## AIM OF THE TASK
Copy verbatim the lines of the material from the line containing "of the wooden" up to and including the line containing "<point>877,746</point>".

## INPUT MATERIAL
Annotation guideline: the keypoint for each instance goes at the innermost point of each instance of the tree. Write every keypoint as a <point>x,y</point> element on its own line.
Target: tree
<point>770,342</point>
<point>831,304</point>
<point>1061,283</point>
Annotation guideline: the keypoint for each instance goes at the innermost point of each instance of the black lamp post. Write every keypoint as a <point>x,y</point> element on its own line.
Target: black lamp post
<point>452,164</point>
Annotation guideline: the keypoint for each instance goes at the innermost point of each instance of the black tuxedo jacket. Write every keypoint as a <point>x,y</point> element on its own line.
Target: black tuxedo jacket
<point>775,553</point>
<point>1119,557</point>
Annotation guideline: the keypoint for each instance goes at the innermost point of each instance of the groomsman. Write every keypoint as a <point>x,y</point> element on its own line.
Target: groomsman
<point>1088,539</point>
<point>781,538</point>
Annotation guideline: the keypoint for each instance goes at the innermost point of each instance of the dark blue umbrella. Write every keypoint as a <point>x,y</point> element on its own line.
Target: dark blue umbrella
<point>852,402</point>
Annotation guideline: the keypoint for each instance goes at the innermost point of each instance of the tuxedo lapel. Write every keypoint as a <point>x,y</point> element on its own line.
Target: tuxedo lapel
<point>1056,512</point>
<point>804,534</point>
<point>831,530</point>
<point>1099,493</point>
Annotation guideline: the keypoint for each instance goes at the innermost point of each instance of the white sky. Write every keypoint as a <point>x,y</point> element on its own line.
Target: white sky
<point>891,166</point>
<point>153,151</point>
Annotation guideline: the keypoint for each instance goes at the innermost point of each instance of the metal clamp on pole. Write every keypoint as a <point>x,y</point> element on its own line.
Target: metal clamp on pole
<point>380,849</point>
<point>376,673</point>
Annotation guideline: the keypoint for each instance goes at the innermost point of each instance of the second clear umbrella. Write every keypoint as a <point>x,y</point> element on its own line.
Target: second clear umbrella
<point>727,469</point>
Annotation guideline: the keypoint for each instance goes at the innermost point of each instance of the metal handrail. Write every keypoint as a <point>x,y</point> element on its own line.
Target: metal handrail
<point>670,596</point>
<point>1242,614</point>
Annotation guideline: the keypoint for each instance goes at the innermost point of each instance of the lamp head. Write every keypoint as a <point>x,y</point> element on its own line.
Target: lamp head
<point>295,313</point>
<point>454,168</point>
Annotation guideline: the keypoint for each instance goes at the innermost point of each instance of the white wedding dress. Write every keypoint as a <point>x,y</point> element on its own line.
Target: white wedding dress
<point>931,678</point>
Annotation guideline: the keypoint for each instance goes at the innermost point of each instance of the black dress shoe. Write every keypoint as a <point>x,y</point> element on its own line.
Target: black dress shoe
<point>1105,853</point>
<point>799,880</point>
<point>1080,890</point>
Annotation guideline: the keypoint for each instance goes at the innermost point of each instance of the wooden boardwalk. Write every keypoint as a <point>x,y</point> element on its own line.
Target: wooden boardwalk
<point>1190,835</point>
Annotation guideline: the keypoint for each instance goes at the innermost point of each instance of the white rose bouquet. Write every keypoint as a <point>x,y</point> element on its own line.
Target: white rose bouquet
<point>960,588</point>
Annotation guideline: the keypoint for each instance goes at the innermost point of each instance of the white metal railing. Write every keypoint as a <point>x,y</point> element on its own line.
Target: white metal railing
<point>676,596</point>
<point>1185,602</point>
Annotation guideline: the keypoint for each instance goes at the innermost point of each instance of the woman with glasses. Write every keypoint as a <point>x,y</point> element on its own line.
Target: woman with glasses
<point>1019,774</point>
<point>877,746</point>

--

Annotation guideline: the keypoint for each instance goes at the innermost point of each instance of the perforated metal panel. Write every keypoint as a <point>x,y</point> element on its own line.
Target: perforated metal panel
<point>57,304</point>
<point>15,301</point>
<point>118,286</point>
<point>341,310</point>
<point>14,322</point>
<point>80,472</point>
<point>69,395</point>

* * *

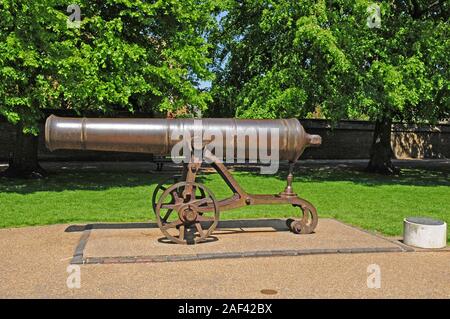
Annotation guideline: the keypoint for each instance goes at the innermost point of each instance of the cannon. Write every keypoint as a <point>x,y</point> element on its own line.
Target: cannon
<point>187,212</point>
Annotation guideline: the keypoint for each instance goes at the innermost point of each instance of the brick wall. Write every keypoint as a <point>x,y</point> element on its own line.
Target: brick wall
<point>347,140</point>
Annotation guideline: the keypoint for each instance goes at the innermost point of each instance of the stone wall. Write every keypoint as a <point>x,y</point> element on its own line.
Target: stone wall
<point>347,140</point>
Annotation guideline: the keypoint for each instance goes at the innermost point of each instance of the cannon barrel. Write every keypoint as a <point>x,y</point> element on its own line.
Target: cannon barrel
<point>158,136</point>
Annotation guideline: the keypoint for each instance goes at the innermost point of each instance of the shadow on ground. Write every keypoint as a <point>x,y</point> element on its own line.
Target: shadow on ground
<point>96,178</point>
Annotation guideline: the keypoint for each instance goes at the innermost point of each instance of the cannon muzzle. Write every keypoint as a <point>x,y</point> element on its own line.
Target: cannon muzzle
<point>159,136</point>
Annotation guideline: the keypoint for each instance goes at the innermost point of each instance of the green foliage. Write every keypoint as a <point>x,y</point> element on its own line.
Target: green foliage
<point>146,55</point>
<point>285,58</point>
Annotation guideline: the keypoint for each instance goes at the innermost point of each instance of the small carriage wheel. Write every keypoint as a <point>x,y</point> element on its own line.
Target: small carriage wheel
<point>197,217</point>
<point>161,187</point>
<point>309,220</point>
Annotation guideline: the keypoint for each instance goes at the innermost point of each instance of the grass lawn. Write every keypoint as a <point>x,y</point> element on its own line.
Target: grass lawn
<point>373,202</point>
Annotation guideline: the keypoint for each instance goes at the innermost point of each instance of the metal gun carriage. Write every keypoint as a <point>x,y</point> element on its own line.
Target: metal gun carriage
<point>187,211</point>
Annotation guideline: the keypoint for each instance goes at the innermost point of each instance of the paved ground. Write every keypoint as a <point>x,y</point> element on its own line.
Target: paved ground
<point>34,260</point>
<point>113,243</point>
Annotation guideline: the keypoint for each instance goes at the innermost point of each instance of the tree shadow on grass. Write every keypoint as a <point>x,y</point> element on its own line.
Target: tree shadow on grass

## SOLUTION BELOW
Annotation guideline: the keypoint for each instance goes at the innermost point of each instance of the wooden boardwalk. Write every keypoint as a <point>x,y</point> element on its own line.
Target: wooden boardwalk
<point>1190,835</point>
Annotation guideline: the keypoint for each instance goes at the innermost point of each instance of the white rose bouquet. Write every keypoint as a <point>x,y</point> element on its own line.
Target: white rose bouquet
<point>960,588</point>
Annotation guideline: the keypoint for each instance goes at the innermost point of each instance of the white metal railing. Write every keypoint as a <point>x,y</point> element on its own line.
Target: white metal railing
<point>676,596</point>
<point>1185,602</point>
Annotation guideline: the keypoint for each instance goes at the innermost point of each instance of the woman with glasses. Write every keypoint as a <point>x,y</point> element on its own line.
Target: woman with glasses
<point>1019,774</point>
<point>877,746</point>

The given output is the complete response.